#### PAGE

****************

# Stuck at the beginning



## hrpschrd (Sep 16, 2008)

I am trying to do the Sound Card Calibration. I am using a Sound Blaster external card with left and right inputs connected to outputs. Following the directions I get left and right levels at -49dB which is WAY too low and when I measure I get an error message. The PC sound volume is not on mute and the line volume is set full height. How do I adjust those levels before I measure?

I wish there were simpler instructions for the simplest setup. It seems like the instructions are so elaborate to cover everyone's different needs.


----------



## JohnM (Apr 11, 2006)

Which Sound Blaster card is it? On some of the SB cards several of the inputs are routed through one signal called "Analog Mix", so you need to select Analog Mix as the input and then, via the SB control panel, select the signals that contribute to Analog Mix, which should be the Line In only. If you identify the specific card we should be able to get you running.


----------



## hrpschrd (Sep 16, 2008)

Model SB0270
It has a switch for Digital Only or Digital/Analog. I have it in Digital/Analog.


----------



## JohnM (Apr 11, 2006)

That would be the Sound Blaster MP3+ then, right? That should be one of the more straightforward cards to set up, it sounds like you may have the mic input selected instead of the line input. Screen shots of your windows mixer settings or the REW soundcard settings page would help identify what is wrong, for that card you should be able to select the inputs directly on the REW soundcard settings page.


----------



## hrpschrd (Sep 16, 2008)

This is my third try to send you this screenshot.
You can see that the input channel is not set to mic. In Windows xp the mic is not selected anywhere in the volume control ap. I don't see what I am doing wrong.


----------



## JohnM (Apr 11, 2006)

First thing to try is selecting your soundcard as the input and output device in the REW soundcard settings (instead of default) then setting the input to line in and output to line out (or whatever options most closely resemble them). It is also best to uncheck the "use left channel as calibration reference" option.

****************

#### INSTRUCTION A
In the forum thread on sound card calibration, what model number does hrpschrd give for the Sound Blaster card?

****************

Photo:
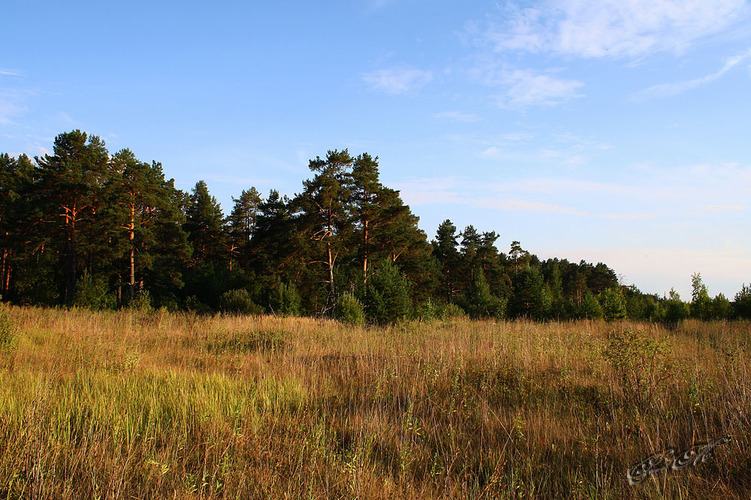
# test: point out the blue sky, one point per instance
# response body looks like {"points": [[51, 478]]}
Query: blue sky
{"points": [[613, 131]]}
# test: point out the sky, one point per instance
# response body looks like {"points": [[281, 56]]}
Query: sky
{"points": [[614, 131]]}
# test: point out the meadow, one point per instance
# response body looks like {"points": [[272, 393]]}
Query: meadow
{"points": [[134, 404]]}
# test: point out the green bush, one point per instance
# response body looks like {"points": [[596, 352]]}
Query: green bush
{"points": [[591, 308], [8, 331], [238, 302], [452, 310], [349, 310], [387, 294], [141, 302], [643, 365], [285, 300], [93, 293], [613, 304]]}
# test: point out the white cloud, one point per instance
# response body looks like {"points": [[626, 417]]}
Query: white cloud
{"points": [[458, 191], [650, 268], [526, 88], [724, 208], [398, 80], [612, 28], [457, 116], [11, 105], [668, 89]]}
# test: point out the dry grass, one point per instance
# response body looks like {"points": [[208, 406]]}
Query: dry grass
{"points": [[132, 405]]}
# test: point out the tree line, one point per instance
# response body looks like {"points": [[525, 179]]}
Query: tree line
{"points": [[82, 227]]}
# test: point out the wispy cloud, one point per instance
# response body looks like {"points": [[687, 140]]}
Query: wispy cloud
{"points": [[12, 104], [513, 197], [397, 80], [526, 88], [611, 28], [457, 116], [669, 89], [724, 208]]}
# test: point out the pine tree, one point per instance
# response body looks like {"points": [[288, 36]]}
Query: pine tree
{"points": [[70, 187]]}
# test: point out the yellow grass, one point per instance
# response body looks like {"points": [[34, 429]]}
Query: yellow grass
{"points": [[159, 405]]}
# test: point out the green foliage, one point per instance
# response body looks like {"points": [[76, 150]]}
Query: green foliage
{"points": [[92, 292], [672, 310], [742, 302], [701, 304], [479, 302], [643, 365], [591, 308], [449, 311], [531, 298], [349, 310], [193, 304], [613, 304], [285, 300], [141, 302], [238, 301], [721, 307], [387, 296], [8, 331]]}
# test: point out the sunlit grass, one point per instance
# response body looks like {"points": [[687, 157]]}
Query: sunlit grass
{"points": [[158, 405]]}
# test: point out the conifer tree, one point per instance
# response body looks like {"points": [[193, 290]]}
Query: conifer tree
{"points": [[70, 187]]}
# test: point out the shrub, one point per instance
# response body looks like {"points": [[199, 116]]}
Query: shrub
{"points": [[591, 308], [141, 302], [349, 310], [285, 300], [238, 301], [643, 365], [613, 304], [387, 294], [92, 293], [8, 331]]}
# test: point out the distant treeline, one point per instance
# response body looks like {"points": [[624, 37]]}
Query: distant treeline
{"points": [[81, 227]]}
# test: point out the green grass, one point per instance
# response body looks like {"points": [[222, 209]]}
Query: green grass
{"points": [[157, 405]]}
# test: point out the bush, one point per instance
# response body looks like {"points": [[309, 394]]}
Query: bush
{"points": [[349, 310], [141, 302], [8, 331], [93, 293], [643, 365], [613, 304], [285, 300], [450, 311], [387, 294], [590, 308], [238, 301]]}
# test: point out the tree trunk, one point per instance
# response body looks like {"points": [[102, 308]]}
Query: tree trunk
{"points": [[132, 237]]}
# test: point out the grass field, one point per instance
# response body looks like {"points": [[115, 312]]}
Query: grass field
{"points": [[159, 405]]}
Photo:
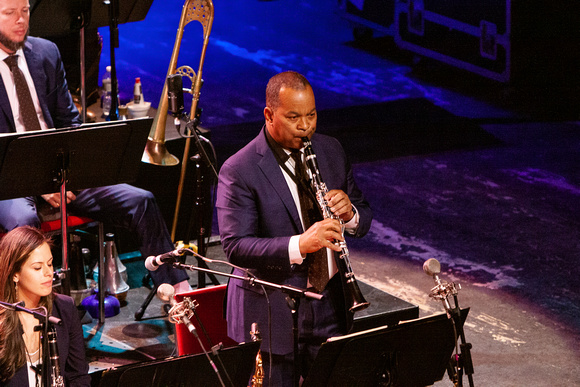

****************

#### INSTRUCTION B
Copy out the entries, beginning at the line that contains "# test: point out the distant" and stopping after the last line of the entries. Omit the pictures from your copy.

#### WORKED ANSWER A
SB0270

#### WORKED ANSWER B
# test: point out the distant treeline, one point per instance
# response body looks like {"points": [[624, 37]]}
Query: distant treeline
{"points": [[81, 227]]}
# test: point out the green grass, one point per instance
# response body looks like {"points": [[222, 209]]}
Query: green grass
{"points": [[157, 405]]}
# test: point out the bush, one point per instance
# response body looks like {"points": [[309, 394]]}
Query: bush
{"points": [[349, 310], [141, 302], [8, 331], [93, 293], [643, 365], [613, 304], [285, 300], [450, 311], [387, 294], [590, 308], [238, 301]]}
# test: point out the tree trunk, one point per instance
# response body looks like {"points": [[102, 308]]}
Query: tree trunk
{"points": [[132, 237]]}
# test: point out the grass field, one point per instance
# response body looks like {"points": [[115, 312]]}
Query: grass field
{"points": [[159, 405]]}
Photo:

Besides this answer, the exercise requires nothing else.